Reproduce the items verbatim, from the start through the line containing "box: [0, 0, 1600, 555]".

********************

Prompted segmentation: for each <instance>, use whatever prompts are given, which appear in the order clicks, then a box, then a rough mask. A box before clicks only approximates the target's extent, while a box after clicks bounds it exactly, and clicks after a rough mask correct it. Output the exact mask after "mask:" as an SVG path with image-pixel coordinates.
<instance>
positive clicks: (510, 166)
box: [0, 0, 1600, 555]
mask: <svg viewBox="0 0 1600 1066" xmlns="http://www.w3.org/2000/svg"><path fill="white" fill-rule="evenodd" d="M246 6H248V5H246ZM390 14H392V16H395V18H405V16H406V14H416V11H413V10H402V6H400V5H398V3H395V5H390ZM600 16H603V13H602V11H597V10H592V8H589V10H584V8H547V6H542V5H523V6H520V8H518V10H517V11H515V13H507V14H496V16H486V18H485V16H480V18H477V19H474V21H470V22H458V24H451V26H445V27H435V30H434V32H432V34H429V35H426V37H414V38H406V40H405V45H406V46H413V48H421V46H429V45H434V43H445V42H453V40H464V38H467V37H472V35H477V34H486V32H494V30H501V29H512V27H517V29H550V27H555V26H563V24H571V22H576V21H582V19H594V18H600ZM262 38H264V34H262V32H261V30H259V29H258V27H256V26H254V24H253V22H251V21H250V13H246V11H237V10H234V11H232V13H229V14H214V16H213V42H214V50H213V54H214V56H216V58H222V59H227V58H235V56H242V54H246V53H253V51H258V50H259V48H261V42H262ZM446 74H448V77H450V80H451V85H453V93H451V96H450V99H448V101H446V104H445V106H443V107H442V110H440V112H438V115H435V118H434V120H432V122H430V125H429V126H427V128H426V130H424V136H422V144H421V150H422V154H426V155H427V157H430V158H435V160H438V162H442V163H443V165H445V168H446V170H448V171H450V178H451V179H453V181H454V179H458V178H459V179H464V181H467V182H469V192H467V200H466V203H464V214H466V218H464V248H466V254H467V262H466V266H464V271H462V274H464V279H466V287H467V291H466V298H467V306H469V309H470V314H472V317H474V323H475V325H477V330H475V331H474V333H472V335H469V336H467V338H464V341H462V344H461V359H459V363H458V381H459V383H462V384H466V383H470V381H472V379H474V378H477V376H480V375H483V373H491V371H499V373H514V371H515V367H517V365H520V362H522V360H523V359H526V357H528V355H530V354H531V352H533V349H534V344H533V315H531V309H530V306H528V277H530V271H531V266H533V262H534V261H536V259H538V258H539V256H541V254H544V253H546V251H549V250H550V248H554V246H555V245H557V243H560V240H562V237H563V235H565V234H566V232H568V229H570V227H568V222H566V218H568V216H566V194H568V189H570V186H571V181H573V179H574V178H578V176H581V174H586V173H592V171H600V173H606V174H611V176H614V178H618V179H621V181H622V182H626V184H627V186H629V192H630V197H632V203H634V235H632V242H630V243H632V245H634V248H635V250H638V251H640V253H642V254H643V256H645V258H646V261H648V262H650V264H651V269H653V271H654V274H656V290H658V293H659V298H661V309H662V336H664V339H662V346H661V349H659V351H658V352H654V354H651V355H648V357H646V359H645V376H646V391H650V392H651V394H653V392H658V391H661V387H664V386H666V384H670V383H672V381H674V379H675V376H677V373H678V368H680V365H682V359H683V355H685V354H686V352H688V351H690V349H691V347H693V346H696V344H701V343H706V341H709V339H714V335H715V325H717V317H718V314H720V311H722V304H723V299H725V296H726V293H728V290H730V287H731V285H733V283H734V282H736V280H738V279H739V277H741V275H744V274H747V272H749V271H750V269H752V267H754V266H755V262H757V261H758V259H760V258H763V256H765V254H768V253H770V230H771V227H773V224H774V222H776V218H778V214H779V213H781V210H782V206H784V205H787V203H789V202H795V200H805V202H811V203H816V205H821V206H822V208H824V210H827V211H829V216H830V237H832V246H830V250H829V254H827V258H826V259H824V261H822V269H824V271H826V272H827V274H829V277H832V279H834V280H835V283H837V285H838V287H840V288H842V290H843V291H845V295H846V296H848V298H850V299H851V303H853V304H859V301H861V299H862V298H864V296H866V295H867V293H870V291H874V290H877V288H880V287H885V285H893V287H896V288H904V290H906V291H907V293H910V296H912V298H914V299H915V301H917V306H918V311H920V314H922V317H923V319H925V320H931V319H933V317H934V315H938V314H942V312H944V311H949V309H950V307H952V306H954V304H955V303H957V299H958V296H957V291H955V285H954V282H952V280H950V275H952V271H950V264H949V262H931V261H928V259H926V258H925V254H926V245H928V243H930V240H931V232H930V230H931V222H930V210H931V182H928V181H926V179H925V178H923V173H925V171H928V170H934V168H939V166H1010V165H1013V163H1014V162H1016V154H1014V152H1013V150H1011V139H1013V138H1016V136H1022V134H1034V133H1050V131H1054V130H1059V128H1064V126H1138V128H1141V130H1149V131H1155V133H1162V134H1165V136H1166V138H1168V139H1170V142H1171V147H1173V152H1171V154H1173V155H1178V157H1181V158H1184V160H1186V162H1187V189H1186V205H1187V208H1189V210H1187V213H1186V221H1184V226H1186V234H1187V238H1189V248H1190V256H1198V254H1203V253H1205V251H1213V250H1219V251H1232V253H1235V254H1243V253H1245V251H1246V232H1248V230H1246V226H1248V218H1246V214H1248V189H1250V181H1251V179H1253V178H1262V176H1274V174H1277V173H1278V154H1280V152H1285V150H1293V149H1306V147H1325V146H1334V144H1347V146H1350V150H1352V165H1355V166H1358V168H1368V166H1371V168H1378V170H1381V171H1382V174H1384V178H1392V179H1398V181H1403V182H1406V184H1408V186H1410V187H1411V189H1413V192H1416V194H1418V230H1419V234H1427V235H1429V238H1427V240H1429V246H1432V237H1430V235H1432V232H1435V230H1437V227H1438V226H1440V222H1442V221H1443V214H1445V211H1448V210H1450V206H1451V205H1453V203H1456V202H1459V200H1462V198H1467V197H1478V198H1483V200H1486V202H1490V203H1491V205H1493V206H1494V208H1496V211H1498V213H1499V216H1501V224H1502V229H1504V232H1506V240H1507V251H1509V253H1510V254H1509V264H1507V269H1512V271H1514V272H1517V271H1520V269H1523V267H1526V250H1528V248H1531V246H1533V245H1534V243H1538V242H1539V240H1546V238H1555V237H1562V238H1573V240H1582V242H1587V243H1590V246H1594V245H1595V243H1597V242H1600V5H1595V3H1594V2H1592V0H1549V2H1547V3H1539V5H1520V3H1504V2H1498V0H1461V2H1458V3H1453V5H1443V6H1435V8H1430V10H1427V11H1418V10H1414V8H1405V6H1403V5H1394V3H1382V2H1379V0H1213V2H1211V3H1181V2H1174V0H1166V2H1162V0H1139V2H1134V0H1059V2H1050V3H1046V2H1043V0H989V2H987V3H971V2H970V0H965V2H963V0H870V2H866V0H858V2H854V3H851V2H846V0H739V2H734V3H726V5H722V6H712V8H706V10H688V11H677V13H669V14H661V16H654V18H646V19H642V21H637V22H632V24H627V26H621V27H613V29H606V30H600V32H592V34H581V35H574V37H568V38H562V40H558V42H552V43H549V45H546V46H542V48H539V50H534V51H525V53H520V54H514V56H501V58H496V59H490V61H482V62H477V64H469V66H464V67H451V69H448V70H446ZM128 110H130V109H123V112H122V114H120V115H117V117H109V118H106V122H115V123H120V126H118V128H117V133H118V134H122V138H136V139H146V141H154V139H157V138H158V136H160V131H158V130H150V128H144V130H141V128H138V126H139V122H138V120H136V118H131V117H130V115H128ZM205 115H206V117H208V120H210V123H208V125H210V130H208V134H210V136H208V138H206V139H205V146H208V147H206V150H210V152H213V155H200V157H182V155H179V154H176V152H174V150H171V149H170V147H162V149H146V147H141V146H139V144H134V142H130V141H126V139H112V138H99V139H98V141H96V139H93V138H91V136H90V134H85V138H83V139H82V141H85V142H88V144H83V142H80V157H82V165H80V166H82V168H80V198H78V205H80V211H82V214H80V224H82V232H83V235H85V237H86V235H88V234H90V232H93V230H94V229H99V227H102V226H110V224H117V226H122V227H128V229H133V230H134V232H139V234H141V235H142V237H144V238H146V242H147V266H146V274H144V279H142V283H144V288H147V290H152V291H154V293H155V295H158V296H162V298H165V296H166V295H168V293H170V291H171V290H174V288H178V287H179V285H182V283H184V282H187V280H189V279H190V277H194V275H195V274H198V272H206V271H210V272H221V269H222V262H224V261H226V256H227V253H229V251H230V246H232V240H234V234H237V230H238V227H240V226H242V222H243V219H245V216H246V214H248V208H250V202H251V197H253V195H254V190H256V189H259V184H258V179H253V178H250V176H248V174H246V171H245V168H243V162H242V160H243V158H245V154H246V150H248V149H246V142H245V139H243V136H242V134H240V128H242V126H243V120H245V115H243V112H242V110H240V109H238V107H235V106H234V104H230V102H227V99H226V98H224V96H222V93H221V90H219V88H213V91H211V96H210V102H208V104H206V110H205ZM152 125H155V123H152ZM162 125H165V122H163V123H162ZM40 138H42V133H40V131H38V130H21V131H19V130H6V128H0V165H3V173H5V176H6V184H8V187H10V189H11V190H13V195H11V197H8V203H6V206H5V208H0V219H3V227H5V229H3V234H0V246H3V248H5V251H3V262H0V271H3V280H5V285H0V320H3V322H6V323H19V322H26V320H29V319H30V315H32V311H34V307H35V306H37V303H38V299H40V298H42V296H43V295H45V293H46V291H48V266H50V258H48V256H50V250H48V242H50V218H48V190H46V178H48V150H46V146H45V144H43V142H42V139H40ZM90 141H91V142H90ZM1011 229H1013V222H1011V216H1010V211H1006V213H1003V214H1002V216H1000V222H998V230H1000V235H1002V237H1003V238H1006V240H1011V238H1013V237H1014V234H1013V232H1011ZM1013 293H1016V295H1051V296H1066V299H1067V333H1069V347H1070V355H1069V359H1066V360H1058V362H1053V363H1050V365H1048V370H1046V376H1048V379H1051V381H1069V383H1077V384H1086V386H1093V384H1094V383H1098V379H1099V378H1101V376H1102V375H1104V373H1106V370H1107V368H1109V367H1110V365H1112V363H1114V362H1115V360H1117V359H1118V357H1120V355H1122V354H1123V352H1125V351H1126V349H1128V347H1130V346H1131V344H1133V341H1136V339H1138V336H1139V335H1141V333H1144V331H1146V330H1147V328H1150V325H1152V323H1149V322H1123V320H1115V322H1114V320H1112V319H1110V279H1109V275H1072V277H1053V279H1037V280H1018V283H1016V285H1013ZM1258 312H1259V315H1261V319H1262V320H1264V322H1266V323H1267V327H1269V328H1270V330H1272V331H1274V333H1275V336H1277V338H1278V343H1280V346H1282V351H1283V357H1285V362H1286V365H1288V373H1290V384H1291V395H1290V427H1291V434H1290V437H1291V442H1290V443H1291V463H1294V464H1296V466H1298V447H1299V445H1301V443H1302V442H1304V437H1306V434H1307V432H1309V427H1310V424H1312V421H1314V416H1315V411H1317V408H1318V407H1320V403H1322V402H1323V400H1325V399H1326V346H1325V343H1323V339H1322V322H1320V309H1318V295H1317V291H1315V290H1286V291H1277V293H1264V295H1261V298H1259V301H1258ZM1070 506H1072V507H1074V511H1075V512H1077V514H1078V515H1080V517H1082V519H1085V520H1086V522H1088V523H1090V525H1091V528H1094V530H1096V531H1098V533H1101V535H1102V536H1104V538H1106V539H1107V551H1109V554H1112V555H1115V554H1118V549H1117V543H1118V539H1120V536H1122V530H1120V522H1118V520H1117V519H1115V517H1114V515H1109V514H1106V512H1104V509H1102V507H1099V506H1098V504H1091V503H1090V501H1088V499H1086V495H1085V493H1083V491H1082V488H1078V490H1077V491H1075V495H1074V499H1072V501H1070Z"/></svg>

********************

= YOUR SOLUTION =
Prompted segmentation: for each <instance>, use whatever prompts are given, which appear in the order clicks, then a box, then a rough mask. A box before clicks only approximates the target's extent, while a box after clicks bounds it exactly, and clicks after a rough mask correct it. Output the exact mask after "mask:" as an SVG path with image-pixel coordinates.
<instance>
positive clicks: (510, 166)
box: [0, 0, 1600, 555]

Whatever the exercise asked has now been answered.